#### GIVEN EXERCISE
Render the lines of the records below as a Markdown table with the columns Index and Text, from the line containing "Target: long curved neck" through the end of the records, inclusive. Number each line in the Index column, put the line itself in the Text column, and omit blank lines.
start SUPPLIED ENTRIES
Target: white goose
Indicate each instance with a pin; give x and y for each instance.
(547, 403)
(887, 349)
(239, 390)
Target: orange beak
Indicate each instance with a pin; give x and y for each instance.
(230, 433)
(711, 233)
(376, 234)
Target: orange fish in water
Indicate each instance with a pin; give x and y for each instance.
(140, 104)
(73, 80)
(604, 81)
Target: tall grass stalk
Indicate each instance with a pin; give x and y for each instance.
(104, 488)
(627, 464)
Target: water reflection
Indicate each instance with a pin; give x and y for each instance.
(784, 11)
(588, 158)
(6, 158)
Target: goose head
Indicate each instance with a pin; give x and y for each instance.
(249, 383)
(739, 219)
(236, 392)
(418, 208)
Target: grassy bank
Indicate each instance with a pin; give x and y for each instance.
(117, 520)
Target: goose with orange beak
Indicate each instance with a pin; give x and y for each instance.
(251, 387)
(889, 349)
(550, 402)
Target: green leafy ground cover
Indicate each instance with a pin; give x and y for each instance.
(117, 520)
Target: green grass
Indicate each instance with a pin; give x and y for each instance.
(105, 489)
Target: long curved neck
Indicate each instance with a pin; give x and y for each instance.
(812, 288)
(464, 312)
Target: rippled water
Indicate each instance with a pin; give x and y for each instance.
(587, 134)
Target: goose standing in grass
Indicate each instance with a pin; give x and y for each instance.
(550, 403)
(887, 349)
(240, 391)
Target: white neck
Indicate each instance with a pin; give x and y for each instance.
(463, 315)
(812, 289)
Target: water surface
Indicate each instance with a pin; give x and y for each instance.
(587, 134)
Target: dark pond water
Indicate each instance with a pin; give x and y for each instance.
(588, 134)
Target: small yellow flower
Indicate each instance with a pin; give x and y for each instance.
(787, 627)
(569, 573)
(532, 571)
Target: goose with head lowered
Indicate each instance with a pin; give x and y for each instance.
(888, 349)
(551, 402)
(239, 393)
end SUPPLIED ENTRIES
#### OUTPUT OF THE EXERCISE
| Index | Text |
|---|---|
| 1 | Target: long curved neck |
| 2 | Indicate each instance with a pin; give x and y for each instance. |
| 3 | (812, 288) |
| 4 | (464, 312) |
| 5 | Target: rippled water |
| 6 | Indicate each instance with a pin; give x and y for each instance. |
| 7 | (587, 134) |
| 8 | Target: goose standing in grass |
| 9 | Indicate each instance with a pin; give x and y for each instance. |
| 10 | (550, 403) |
| 11 | (887, 349) |
| 12 | (240, 391) |
| 13 | Target: white neck |
| 14 | Indicate each instance with a pin; give x and y for each instance. |
| 15 | (463, 315) |
| 16 | (812, 289) |
| 17 | Target: water surface |
| 18 | Indicate each instance with a pin; give x and y for each instance. |
| 19 | (587, 134) |
| 20 | Target: dark pond water |
| 21 | Indicate each instance with a pin; give x and y for each instance. |
| 22 | (588, 134) |
| 23 | Target: small yellow flower |
| 24 | Indicate each instance with a pin; give x and y for each instance. |
| 25 | (787, 627) |
| 26 | (569, 573) |
| 27 | (532, 571) |
| 28 | Target: goose with head lowered |
| 29 | Indicate each instance with a pin; give x and y for each instance. |
| 30 | (888, 349) |
| 31 | (551, 402) |
| 32 | (239, 393) |